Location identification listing
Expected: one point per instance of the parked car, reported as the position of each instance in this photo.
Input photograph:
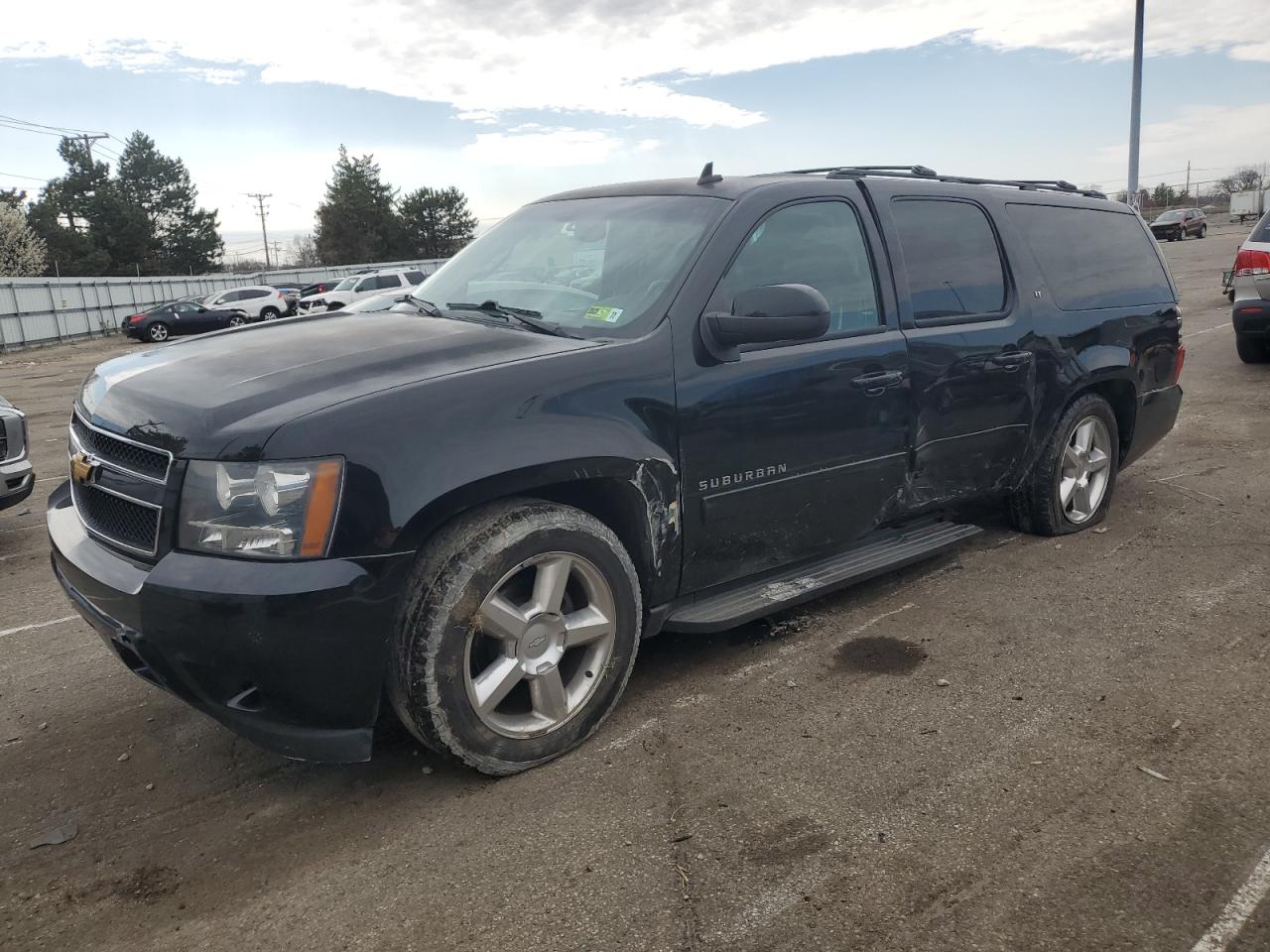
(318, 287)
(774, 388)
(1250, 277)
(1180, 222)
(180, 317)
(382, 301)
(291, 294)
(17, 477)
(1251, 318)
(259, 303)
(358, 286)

---

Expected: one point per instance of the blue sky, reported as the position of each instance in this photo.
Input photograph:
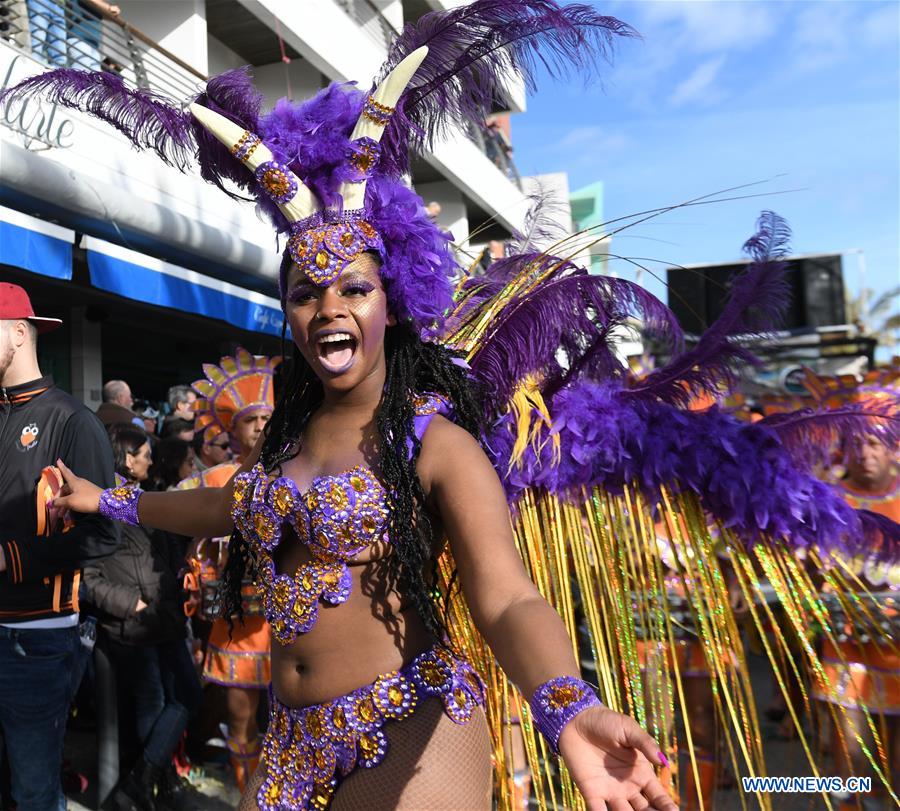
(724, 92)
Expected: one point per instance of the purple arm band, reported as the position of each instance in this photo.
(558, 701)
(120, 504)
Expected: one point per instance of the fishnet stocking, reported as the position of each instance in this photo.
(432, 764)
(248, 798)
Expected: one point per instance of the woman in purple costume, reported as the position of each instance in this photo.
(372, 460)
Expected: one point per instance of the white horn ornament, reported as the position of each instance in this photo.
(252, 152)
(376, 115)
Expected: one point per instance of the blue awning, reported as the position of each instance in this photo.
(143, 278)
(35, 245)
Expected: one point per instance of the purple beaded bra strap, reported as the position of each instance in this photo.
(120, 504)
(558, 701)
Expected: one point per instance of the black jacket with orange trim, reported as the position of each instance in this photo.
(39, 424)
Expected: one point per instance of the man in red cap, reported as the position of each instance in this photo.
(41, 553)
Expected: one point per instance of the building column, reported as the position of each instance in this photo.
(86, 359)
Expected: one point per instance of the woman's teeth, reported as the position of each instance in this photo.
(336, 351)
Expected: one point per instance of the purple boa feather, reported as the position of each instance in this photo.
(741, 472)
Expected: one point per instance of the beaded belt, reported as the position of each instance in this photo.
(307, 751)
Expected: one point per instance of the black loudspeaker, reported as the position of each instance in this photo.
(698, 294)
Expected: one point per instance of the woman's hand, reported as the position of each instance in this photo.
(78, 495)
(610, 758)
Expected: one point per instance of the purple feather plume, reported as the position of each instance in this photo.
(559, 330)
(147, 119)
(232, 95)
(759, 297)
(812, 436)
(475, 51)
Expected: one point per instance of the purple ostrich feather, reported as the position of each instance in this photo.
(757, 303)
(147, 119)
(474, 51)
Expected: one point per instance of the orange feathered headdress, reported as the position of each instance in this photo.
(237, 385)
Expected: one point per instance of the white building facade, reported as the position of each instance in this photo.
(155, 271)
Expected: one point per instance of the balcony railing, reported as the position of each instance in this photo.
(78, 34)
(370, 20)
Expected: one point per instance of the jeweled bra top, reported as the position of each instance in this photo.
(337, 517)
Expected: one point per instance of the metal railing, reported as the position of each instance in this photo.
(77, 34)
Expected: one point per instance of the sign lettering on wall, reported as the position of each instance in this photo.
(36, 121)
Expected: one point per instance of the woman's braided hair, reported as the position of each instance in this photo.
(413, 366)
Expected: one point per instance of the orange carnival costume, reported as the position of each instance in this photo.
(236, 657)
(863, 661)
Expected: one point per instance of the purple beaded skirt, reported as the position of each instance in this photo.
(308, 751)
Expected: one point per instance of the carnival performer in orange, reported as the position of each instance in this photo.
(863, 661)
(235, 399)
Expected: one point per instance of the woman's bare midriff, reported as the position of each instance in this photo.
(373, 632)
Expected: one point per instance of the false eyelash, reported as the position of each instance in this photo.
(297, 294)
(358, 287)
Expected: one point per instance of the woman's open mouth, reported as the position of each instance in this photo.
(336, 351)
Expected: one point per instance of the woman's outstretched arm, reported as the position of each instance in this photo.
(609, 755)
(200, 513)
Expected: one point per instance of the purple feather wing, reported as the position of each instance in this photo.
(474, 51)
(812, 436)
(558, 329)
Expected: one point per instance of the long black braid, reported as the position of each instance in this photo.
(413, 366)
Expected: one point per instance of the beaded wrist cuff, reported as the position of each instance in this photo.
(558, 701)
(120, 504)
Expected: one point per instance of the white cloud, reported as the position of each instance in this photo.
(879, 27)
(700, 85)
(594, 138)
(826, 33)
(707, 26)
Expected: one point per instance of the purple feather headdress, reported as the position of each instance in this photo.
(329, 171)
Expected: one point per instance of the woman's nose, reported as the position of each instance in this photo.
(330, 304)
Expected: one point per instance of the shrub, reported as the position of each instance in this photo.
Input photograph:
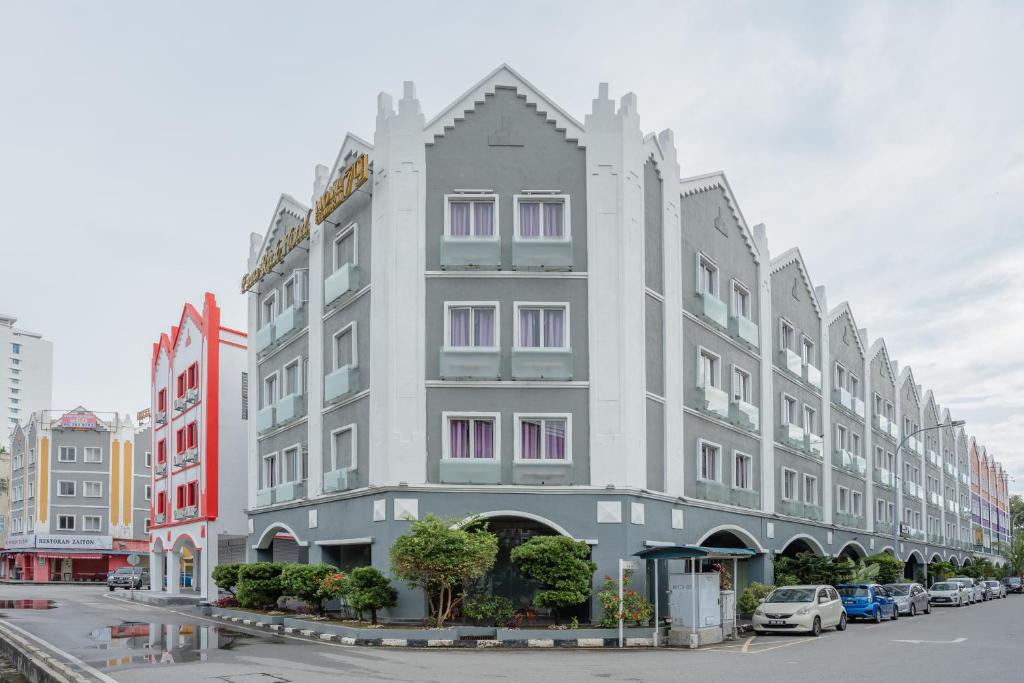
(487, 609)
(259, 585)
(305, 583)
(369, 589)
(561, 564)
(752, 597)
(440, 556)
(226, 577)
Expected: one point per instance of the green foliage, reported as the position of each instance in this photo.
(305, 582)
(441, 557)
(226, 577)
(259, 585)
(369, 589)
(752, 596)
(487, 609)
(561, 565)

...

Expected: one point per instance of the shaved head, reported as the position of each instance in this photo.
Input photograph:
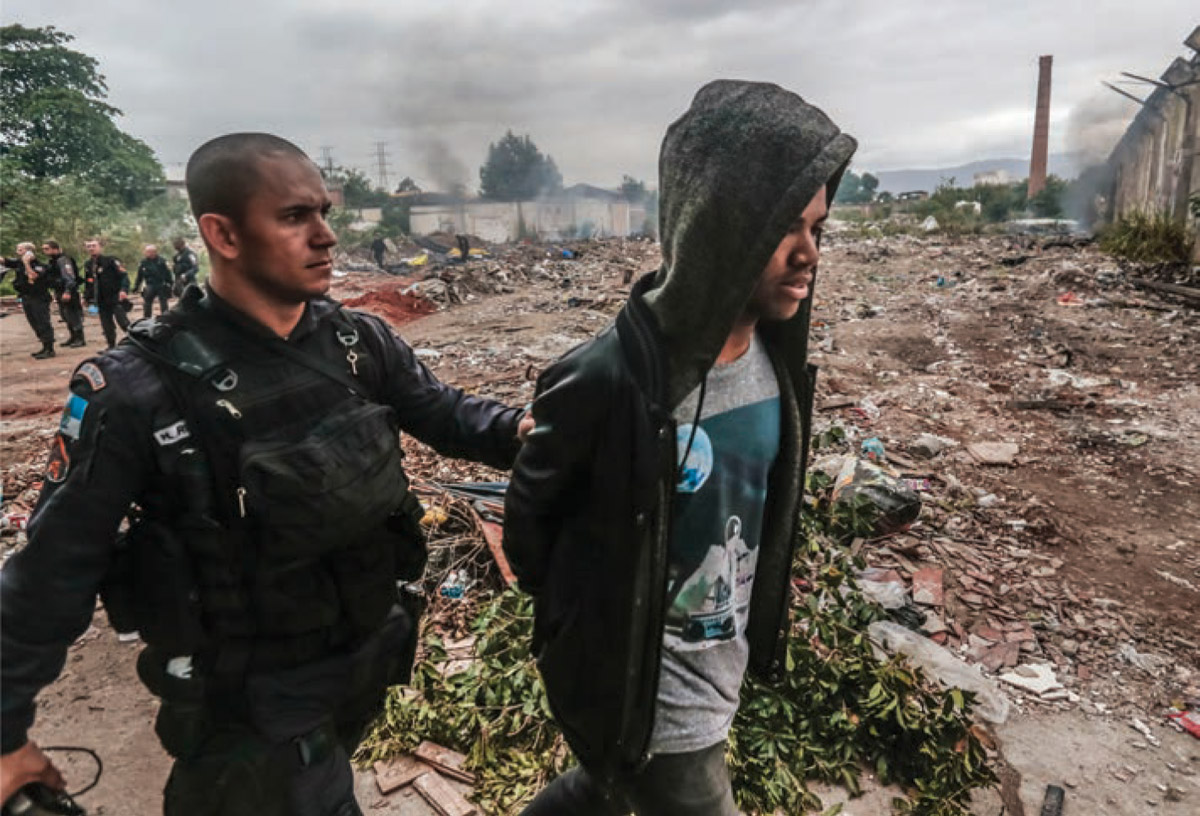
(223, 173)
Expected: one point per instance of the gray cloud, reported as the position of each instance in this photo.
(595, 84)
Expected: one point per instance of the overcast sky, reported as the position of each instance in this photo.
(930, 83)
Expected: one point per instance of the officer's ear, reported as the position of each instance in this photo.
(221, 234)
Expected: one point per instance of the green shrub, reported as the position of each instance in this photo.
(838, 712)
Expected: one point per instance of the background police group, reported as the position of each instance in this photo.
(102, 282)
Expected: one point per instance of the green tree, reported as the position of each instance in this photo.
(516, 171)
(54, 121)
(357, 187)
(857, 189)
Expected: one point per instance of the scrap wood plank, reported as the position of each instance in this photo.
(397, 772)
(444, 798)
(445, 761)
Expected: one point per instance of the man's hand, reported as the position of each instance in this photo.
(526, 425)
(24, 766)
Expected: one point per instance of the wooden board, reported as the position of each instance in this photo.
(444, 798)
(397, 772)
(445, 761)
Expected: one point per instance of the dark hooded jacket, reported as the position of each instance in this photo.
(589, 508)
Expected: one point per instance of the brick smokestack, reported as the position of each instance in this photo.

Exercise directions: Pull out every line of the listing above that contains the word "black", and copy each one in full.

Solution:
Expected: one point per instance of the black jacket with orange trim, reported as the position of each instance in this photo.
Expected: one point per instance of the black loudspeaker, reported as the position of each instance in this photo.
Expected: one point per instance of the long black braid, reported as the position of each instance in this photo.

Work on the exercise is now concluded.